▶ **SUPPLIED PASSAGE**
What has the mystery of Easter to do with you and me? Of what avail the Sacrifice of Christs and Messiahs for untold ages, with Man still chained in bonds of hate?
For centuries in every land where Christians live, in church, home and field of battle, Easter has been a time of dedication: for the story of Him who out of pure compassion left his divine home to enter the hell of earth remains the climax of human aspiration. And why? Because somehow, despite the clouding of dogma, the beauty of that sacred Event shines through, bringing each year at the vernal equinox a vibrant hope that one day man too will realize his link with God.
The story of the Gospels is held by some as straight history; by others as a record of the spiritual experience of every Savior that comes at his appointed hour. Some maintain that Jesus was the only Son of God, and that through believing in Him alone can man be saved. Others hold that Jesus is indeed a son of God, his glory being not in his uniqueness, but because he is one of a long line of Messiahs who come periodically "from age to age," for the purpose of dispelling wickedness and restoring righteousness. They recognize, as did Peter in his First Epistle, that Jesus suffered the crucifixion as an act of sacrifice, that he might come and "preach to the spirits in prisons," and thus more efficiently "bring us to God."
Whatever the view, one fact alone stands out: there can be no portion of mankind that is vouchsafed a 'descent of divinity' without all of humanity being a part of that experience. For testimony of untold ages affirms that every race has had its Saviors, its Messiahs, its Avataras — who have 'descended from divine spheres' to undergo here on earth the same procession of spiritual events: crucifixion on the cross of matter, death and burial in the tomb of darkness, and resurrection in light after conquest of the dread trials of the Underworld.
The pattern of the Christ story is universal, because Nature has one rule throughout, one law, one over-all method of bringing to fruition her evolutionary hope. The Persians tell of the trial and conquest of their Zoroasters, and their Mithras too; the Hindus have their Krishna and Rama crucified, and then glorified as risen divinities; the peoples of Asia Minor also crucified their Sun-gods, being sure that they suffered on the cross of matter, to be resurrected, as was Osiris of Egypt, into full-fledged Gods. And this, not merely to test the integrity of their would-be Saviors, but more important, to preserve in symbol and story the sacrifice thus made. And Jesus then in his 'descent' to "those in Hades, as well as to all in earth" as Clement of Alexandria put it, was but following the tradition of millenniums.

▶ **DATASET**
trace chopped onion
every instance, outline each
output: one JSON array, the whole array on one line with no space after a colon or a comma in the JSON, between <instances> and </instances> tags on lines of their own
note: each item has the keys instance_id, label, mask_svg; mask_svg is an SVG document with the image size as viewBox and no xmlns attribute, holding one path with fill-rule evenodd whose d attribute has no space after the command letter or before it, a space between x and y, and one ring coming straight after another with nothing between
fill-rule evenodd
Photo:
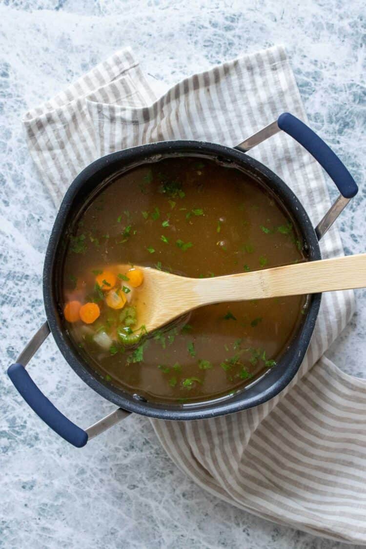
<instances>
[{"instance_id":1,"label":"chopped onion","mask_svg":"<svg viewBox=\"0 0 366 549\"><path fill-rule=\"evenodd\" d=\"M97 345L99 345L99 347L101 347L105 351L108 351L113 343L113 340L105 332L102 330L96 333L93 339Z\"/></svg>"}]
</instances>

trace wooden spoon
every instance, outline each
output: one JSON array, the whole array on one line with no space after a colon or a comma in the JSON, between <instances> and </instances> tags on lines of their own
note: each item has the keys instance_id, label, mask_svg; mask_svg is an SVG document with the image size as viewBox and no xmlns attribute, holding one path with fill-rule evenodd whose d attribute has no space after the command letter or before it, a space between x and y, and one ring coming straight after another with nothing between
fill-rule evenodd
<instances>
[{"instance_id":1,"label":"wooden spoon","mask_svg":"<svg viewBox=\"0 0 366 549\"><path fill-rule=\"evenodd\" d=\"M119 268L126 272L128 266L120 265ZM148 332L211 303L366 287L366 254L210 278L189 278L149 267L138 268L144 279L137 289L138 324Z\"/></svg>"}]
</instances>

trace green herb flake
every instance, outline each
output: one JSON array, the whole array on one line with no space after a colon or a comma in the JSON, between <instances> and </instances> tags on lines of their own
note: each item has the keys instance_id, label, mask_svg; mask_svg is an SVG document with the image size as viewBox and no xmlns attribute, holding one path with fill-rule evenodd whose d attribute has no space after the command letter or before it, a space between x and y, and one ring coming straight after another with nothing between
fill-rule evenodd
<instances>
[{"instance_id":1,"label":"green herb flake","mask_svg":"<svg viewBox=\"0 0 366 549\"><path fill-rule=\"evenodd\" d=\"M193 356L193 358L194 358L194 357L196 356L196 351L194 350L194 343L193 343L193 341L191 342L190 343L188 343L188 345L187 346L187 348L190 356Z\"/></svg>"},{"instance_id":2,"label":"green herb flake","mask_svg":"<svg viewBox=\"0 0 366 549\"><path fill-rule=\"evenodd\" d=\"M282 234L289 234L292 230L292 225L291 223L286 223L285 225L280 225L277 227L277 232Z\"/></svg>"},{"instance_id":3,"label":"green herb flake","mask_svg":"<svg viewBox=\"0 0 366 549\"><path fill-rule=\"evenodd\" d=\"M178 239L176 241L176 244L181 250L186 251L189 248L192 248L193 244L192 242L183 242L182 240Z\"/></svg>"},{"instance_id":4,"label":"green herb flake","mask_svg":"<svg viewBox=\"0 0 366 549\"><path fill-rule=\"evenodd\" d=\"M272 233L271 229L267 228L267 227L264 227L263 225L260 225L260 227L261 227L262 231L263 231L263 233L265 233L266 234L269 234Z\"/></svg>"},{"instance_id":5,"label":"green herb flake","mask_svg":"<svg viewBox=\"0 0 366 549\"><path fill-rule=\"evenodd\" d=\"M172 378L170 378L168 383L171 387L175 387L178 383L178 380L177 379L176 376L173 376Z\"/></svg>"},{"instance_id":6,"label":"green herb flake","mask_svg":"<svg viewBox=\"0 0 366 549\"><path fill-rule=\"evenodd\" d=\"M97 294L97 295L98 295L98 297L99 298L99 299L104 299L104 294L103 294L103 292L102 291L102 288L100 287L100 286L99 286L99 285L98 283L98 282L95 282L95 283L94 284L94 290L95 292L95 293Z\"/></svg>"},{"instance_id":7,"label":"green herb flake","mask_svg":"<svg viewBox=\"0 0 366 549\"><path fill-rule=\"evenodd\" d=\"M193 326L190 324L185 324L181 332L182 334L189 334L193 329Z\"/></svg>"},{"instance_id":8,"label":"green herb flake","mask_svg":"<svg viewBox=\"0 0 366 549\"><path fill-rule=\"evenodd\" d=\"M161 370L164 374L170 373L170 368L169 366L165 366L163 365L159 364L157 367L160 370Z\"/></svg>"},{"instance_id":9,"label":"green herb flake","mask_svg":"<svg viewBox=\"0 0 366 549\"><path fill-rule=\"evenodd\" d=\"M128 276L126 276L126 274L121 274L121 273L119 273L117 277L117 278L120 278L121 280L124 280L126 282L128 282L129 280Z\"/></svg>"},{"instance_id":10,"label":"green herb flake","mask_svg":"<svg viewBox=\"0 0 366 549\"><path fill-rule=\"evenodd\" d=\"M144 346L145 344L143 343L137 349L135 349L133 352L127 357L127 362L128 364L134 364L136 362L143 362Z\"/></svg>"},{"instance_id":11,"label":"green herb flake","mask_svg":"<svg viewBox=\"0 0 366 549\"><path fill-rule=\"evenodd\" d=\"M151 219L153 219L154 221L155 221L157 219L159 219L160 217L160 210L157 208L157 206L156 206L154 209L154 211L151 214Z\"/></svg>"},{"instance_id":12,"label":"green herb flake","mask_svg":"<svg viewBox=\"0 0 366 549\"><path fill-rule=\"evenodd\" d=\"M234 316L231 311L228 311L224 317L224 320L237 320L236 316Z\"/></svg>"},{"instance_id":13,"label":"green herb flake","mask_svg":"<svg viewBox=\"0 0 366 549\"><path fill-rule=\"evenodd\" d=\"M259 258L259 264L261 267L265 267L268 264L268 260L264 255L261 255Z\"/></svg>"},{"instance_id":14,"label":"green herb flake","mask_svg":"<svg viewBox=\"0 0 366 549\"><path fill-rule=\"evenodd\" d=\"M185 389L188 389L189 391L192 388L192 386L194 383L194 382L196 382L198 383L202 383L202 382L199 378L192 377L192 378L186 378L185 379L183 379L182 381L182 384L183 387Z\"/></svg>"},{"instance_id":15,"label":"green herb flake","mask_svg":"<svg viewBox=\"0 0 366 549\"><path fill-rule=\"evenodd\" d=\"M200 370L209 370L212 367L212 364L209 360L199 360L198 367Z\"/></svg>"}]
</instances>

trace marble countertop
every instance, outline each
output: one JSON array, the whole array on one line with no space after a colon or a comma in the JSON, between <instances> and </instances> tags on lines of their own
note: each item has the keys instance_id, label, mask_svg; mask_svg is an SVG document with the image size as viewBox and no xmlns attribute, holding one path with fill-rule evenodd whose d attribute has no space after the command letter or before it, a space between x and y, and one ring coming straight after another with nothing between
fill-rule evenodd
<instances>
[{"instance_id":1,"label":"marble countertop","mask_svg":"<svg viewBox=\"0 0 366 549\"><path fill-rule=\"evenodd\" d=\"M2 0L0 3L0 547L331 549L341 544L255 517L205 493L131 416L82 450L17 395L6 368L44 318L43 259L55 215L20 119L129 45L155 88L244 52L285 44L312 127L359 183L340 219L346 253L365 251L366 12L362 0ZM243 136L243 137L245 137ZM329 184L333 198L336 192ZM327 352L366 377L366 290ZM31 374L86 427L114 406L86 386L52 338Z\"/></svg>"}]
</instances>

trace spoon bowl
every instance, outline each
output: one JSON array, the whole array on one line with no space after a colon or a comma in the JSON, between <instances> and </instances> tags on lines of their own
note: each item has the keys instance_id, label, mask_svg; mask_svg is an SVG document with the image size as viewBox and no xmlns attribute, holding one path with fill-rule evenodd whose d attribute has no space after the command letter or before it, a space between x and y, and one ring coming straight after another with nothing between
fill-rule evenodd
<instances>
[{"instance_id":1,"label":"spoon bowl","mask_svg":"<svg viewBox=\"0 0 366 549\"><path fill-rule=\"evenodd\" d=\"M121 273L128 265L119 265ZM366 254L209 278L191 278L138 266L138 326L152 332L198 307L366 287Z\"/></svg>"}]
</instances>

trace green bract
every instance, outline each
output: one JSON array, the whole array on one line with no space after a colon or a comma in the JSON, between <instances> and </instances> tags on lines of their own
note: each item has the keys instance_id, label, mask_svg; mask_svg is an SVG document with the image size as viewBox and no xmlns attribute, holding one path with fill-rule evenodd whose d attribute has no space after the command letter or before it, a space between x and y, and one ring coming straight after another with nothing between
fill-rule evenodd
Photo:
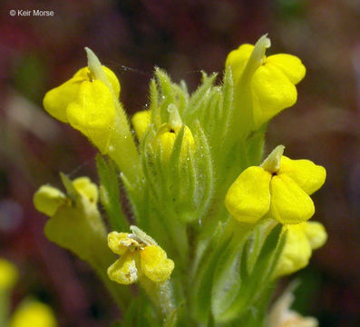
<instances>
[{"instance_id":1,"label":"green bract","mask_svg":"<svg viewBox=\"0 0 360 327\"><path fill-rule=\"evenodd\" d=\"M276 279L324 244L307 220L325 169L282 145L263 161L267 123L295 104L306 72L293 55L267 57L269 45L264 35L232 51L222 82L202 73L192 94L155 69L131 125L114 74L90 49L88 67L45 95L50 114L108 157L96 159L99 187L63 175L67 193L42 186L34 205L50 216L46 236L102 278L118 326L261 326ZM144 292L121 285L135 282Z\"/></svg>"}]
</instances>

▶ **THE EXERCISE**
Copy the passage on Easter from "For centuries in" to "link with God.", substituting "spring equinox" for "vernal equinox". The lines after the passage on Easter are not needed for this exercise.

▶ **WRITTEN SOLUTION**
For centuries in every land where Christians live, in church, home and field of battle, Easter has been a time of dedication: for the story of Him who out of pure compassion left his divine home to enter the hell of earth remains the climax of human aspiration. And why? Because somehow, despite the clouding of dogma, the beauty of that sacred Event shines through, bringing each year at the spring equinox a vibrant hope that one day man too will realize his link with God.